• _What is expected_
Lines from the one containing "Put a dot on the man in white" through the end of the data are to be returned exactly, and no others.

• _Exercise inputs_
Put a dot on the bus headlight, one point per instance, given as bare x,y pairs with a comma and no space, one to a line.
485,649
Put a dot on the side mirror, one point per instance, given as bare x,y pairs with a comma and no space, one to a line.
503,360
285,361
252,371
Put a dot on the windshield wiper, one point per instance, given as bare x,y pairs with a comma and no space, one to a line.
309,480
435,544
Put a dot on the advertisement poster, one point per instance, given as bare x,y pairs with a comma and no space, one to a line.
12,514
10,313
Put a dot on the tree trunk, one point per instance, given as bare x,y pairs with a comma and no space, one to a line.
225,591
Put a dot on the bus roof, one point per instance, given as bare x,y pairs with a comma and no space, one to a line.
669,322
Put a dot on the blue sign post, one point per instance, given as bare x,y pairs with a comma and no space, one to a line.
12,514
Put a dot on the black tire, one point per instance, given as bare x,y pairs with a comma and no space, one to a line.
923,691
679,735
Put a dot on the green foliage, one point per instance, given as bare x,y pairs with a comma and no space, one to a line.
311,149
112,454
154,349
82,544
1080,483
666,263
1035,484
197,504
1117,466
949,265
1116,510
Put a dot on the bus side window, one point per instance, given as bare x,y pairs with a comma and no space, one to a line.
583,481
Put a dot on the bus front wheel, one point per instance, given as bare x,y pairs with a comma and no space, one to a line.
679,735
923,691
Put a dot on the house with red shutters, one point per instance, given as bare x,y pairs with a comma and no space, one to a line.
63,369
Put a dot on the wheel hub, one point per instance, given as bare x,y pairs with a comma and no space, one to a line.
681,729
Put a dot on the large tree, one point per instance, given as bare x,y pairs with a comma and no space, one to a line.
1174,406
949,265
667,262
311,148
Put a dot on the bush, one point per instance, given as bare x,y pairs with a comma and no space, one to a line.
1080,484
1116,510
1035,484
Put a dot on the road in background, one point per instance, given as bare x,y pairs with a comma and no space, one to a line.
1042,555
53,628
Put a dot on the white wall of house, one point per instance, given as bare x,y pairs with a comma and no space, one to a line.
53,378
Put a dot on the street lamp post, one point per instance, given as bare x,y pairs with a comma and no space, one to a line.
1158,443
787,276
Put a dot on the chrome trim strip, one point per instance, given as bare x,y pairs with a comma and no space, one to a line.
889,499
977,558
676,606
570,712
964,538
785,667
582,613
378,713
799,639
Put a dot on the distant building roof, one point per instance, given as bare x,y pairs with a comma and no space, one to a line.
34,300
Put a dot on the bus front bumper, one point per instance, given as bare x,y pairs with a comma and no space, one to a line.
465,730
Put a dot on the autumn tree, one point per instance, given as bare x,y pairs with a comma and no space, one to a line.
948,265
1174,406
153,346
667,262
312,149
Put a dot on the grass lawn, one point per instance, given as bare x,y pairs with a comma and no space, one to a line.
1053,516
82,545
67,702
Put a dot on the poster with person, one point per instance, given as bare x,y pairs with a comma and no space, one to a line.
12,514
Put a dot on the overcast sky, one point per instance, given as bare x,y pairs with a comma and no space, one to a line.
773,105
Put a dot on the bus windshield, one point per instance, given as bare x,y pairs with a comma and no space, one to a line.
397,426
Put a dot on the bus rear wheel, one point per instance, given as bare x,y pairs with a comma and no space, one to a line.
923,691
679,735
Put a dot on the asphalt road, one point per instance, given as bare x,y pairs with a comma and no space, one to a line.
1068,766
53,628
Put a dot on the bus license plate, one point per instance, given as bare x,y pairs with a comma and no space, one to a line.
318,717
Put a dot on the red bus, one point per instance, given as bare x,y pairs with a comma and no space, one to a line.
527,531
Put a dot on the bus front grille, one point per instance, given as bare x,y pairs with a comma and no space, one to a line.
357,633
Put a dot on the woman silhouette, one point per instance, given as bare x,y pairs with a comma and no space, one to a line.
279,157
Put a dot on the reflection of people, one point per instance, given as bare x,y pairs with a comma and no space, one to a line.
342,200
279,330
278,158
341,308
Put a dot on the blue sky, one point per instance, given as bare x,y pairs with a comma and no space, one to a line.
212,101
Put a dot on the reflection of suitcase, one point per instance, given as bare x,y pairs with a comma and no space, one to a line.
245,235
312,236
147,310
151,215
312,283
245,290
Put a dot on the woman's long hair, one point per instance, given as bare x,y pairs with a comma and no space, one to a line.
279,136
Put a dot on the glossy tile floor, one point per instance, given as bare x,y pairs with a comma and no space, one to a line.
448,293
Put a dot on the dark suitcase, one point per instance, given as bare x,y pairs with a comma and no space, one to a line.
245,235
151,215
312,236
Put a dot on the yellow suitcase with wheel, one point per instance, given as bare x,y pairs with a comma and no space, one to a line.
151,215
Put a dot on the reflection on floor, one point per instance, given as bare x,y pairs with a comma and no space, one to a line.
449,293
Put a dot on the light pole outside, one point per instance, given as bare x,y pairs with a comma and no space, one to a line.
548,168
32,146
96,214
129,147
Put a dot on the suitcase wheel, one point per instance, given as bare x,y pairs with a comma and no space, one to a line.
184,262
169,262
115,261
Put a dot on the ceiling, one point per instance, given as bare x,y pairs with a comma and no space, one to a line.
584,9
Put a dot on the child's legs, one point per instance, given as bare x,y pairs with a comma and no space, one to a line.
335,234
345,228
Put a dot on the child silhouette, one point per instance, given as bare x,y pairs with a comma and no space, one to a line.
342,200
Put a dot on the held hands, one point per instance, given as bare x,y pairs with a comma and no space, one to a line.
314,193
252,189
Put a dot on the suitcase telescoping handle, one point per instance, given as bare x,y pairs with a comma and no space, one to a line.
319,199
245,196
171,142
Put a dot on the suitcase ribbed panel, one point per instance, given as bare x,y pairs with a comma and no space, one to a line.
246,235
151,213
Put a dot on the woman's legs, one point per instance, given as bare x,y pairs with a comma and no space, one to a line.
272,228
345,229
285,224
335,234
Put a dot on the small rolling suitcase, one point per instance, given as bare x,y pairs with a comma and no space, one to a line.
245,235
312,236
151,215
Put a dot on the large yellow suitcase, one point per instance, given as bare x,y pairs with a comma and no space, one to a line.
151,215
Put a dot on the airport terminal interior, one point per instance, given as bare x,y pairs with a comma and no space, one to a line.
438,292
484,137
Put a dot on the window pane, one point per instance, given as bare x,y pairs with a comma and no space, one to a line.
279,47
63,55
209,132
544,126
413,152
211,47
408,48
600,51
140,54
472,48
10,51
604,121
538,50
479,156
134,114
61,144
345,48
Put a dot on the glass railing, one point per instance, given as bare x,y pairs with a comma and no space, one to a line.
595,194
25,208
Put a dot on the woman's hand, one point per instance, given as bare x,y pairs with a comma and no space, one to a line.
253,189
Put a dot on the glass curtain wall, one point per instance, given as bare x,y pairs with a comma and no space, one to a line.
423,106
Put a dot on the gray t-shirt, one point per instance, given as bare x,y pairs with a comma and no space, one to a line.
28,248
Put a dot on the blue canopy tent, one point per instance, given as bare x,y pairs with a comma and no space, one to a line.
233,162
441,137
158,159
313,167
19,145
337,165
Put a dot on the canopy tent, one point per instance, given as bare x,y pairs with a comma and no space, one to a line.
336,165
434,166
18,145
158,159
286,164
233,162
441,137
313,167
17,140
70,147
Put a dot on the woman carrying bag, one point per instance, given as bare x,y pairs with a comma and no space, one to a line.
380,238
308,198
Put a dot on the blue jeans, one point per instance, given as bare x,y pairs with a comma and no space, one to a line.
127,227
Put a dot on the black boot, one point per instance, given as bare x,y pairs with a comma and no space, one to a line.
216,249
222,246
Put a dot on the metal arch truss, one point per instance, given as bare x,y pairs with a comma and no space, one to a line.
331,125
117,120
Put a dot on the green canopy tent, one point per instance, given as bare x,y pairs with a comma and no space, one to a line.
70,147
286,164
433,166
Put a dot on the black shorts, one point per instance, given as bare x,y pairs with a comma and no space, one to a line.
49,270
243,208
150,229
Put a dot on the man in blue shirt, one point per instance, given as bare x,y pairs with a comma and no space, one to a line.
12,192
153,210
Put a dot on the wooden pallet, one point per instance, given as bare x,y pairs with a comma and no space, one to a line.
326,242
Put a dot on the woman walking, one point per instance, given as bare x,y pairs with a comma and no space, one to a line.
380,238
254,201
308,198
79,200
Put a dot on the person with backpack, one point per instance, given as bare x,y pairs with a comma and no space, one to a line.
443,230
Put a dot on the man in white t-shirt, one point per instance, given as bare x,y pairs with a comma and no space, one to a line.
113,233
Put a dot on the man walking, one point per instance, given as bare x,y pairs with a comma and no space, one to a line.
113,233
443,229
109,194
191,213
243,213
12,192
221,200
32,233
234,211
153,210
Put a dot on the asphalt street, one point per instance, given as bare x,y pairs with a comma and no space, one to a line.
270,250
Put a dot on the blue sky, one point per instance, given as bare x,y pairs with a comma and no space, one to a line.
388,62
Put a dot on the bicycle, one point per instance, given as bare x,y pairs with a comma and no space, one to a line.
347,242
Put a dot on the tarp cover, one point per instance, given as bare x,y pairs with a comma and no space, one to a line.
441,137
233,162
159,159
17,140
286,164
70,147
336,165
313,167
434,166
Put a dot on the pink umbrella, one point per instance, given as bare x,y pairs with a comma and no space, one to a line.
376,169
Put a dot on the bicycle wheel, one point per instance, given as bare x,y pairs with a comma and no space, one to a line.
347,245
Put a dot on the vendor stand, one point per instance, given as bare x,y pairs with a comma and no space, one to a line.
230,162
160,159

• _Output below_
Put a dot on the man in white t-shirt, one point per instance, given as bare x,y pairs with a comma and no space, one to a line.
113,233
Put a dot on the man walking, one point per instance, given as bare x,y pairs with a comma and no space, one to a line.
113,233
443,229
109,194
191,213
243,213
12,192
221,200
32,233
234,211
153,210
Put a dot on the asphalt street, one point per instance, given as bare x,y pairs with a comma and no space, one to a line.
270,250
Put a dot on the blue sky, one point per instance, given as bare x,y pairs with a comma and no space, one to a line.
388,62
Put a dot on the bicycle, one point per instance, given as bare x,y pairs with a comma and no space, one to a line.
347,242
Put a dot on the tarp cover, one point per instance, given as bare x,y pairs with a comma and no space, one to a line.
441,137
233,162
159,159
17,140
286,164
70,147
336,165
313,167
434,166
Put a dot on the pink umbrella, one point per instance, given as bare x,y pairs with a comma and no space, one to a line.
376,169
Put a dot on the bicycle wheel, one point per instance, given as bare x,y pairs with a comma and no space, one to a line.
347,245
Put a dot on the vendor stand, one point per instance, given as bare x,y pairs with a comma and no space, one to a line.
230,162
160,159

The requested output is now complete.